#### TEXT TO READ

──────────────────────────────

Operations Overview
Automated system maintenance, health monitoring, and data synchronization tools for Path2Response back-office infrastructure.
Purpose
The Operations repository provides day-to-day operational tooling for the Infrastructure team. It performs automated system checks, data synchronization, and maintenance across staging, release-candidate (RC), and production environments. These tools run continuously via cron jobs on cc.path2response.com, the command-and-control server.
Primary Users: Infrastructure Team (Jason Smith, Wes Hofmann)
Key Responsibilities:
- System health monitoring at multiple intervals (10-minute, hourly, daily, weekly, monthly)
- Data synchronization from production to staging/development environments
- AWS resource management (EC2 instances, S3 storage, EFS volumes)
- Automated cleanup of temporary files and old data
- RC environment management (start/stop servers, pause/resume MongoDB Atlas)
Architecture
Directory Structure
operations/
├── bin/ # Bash cron wrapper scripts
├── book/ # Operations Reference Manual (mdbook)
│ └── src/ # Documentation source files
├── deno/ # Deno utilities
│ ├── app/ # Deno applications (audit, costs, network)
│ ├── book-of-ops/ # AWS infrastructure documentation
│ ├── common/ # Shared Deno modules
│ ├── lib/ # Deno libraries (up, gateway)
│ └── utilities/ # Deno utility scripts
├── src/ # TypeScript source code
│ ├── checks/ # Health check definitions
│ ├── rcman/ # RC management modules
│ ├── sync/ # Data synchronization modules
│ └── util/ # Shared utilities (AWS, functional, MongoDB)
├── tests/ # Unit tests
├── crontab.txt # Reference copy of production crontab
├── deno.jsonc # Deno configuration
├── package.json # Node.js dependencies
└── tsconfig.json # TypeScript configuration
Technology Stack
| Component | Technology | Purpose |
|---|---|---|
| Runtime | Node.js + Deno | Dual runtime (Node for legacy, Deno for new utilities) |
| Language | TypeScript | Type-safe scripting |
| AWS SDK | @aws-sdk/client-s3, @aws-sdk/client-ec2 (v3) | AWS API access |
| Database | mongodb (7.0) | MongoDB operations for data sync |
| Notifications | node-slack | Slack integration for alerts |
| CLI | commander | Command-line argument parsing |
| Documentation | mdbook | Browsable operations manual |
| Scheduling | cron | Automated job execution |
Key Dependencies
{
"@aws-sdk/client-ec2": "3.958.0",
"@aws-sdk/client-s3": "3.958.0",
"mongodb": "7.0.0",
"node-slack": "0.0.7",
"commander": "14.0.2"
}
Core Functionality
Utilities (Command-Line Tools)
| Utility | Purpose | Schedule |
|---|---|---|
| system-health | Run health checks at varying intervals; alert on failures | Every 10 min, hourly, daily, weekly, monthly |
| sync-monkey | Synchronize data from production to staging/development | Multiple schedules (q6h, daily, weekly) |
| clean | Delete old households, temp folders, title-households | Daily (8 AM) |
| archive | Archive files to read-only or Glacier storage | Weekly (Monday 8 AM) |
| rc-man | Start/stop RC EC2 servers; pause/resume MongoDB Atlas | Sprint-based (Friday/Sunday) |
| restart | Restart specific services (e.g., Shiny server) | Daily (10 AM) |
| aws-s3-audit | Audit S3 bucket sizes and identify large folders | Weekly (Wednesday 2:10 PM) |
| aws-efs-audit | Audit EFS volume sizes | Weekly (disabled) |
Health Checks (system-health)

──────────────────────────────

#### PROVIDED INFORMATION
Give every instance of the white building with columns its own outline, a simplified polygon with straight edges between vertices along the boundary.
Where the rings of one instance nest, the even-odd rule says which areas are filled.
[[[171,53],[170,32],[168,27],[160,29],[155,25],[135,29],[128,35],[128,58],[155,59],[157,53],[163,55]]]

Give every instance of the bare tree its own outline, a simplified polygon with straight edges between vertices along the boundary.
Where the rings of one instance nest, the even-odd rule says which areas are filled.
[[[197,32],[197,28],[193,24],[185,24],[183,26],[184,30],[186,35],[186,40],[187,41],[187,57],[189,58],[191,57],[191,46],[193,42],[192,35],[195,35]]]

──────────────────────────────

#### GOAL
Could you continue the Operations repository overview, starting right after its last heading, "Health Checks (system-health)"?

#### EXERCISE ANSWER
The system-health utility runs checks at different intervals:
| Interval | Checks |
|---|---|
| 10-minute | System load average, stale EC2 instances |
| Hourly | Databricks API version, 4Cite service status |
| Daily | Disk storage, households validity, production/development match |
| Weekly/Monthly | Reserved for future checks |
EC2 Instance Management:
- Instances tagged with
p2r=permanentare exempt from stale checks - Instances can have custom timeouts (e.g.,
p2r=1.12:00for 1 day 12 hours) - Auto-kill option:
p2r=1:00,killterminates instance after timeout
Data Synchronization (sync-monkey)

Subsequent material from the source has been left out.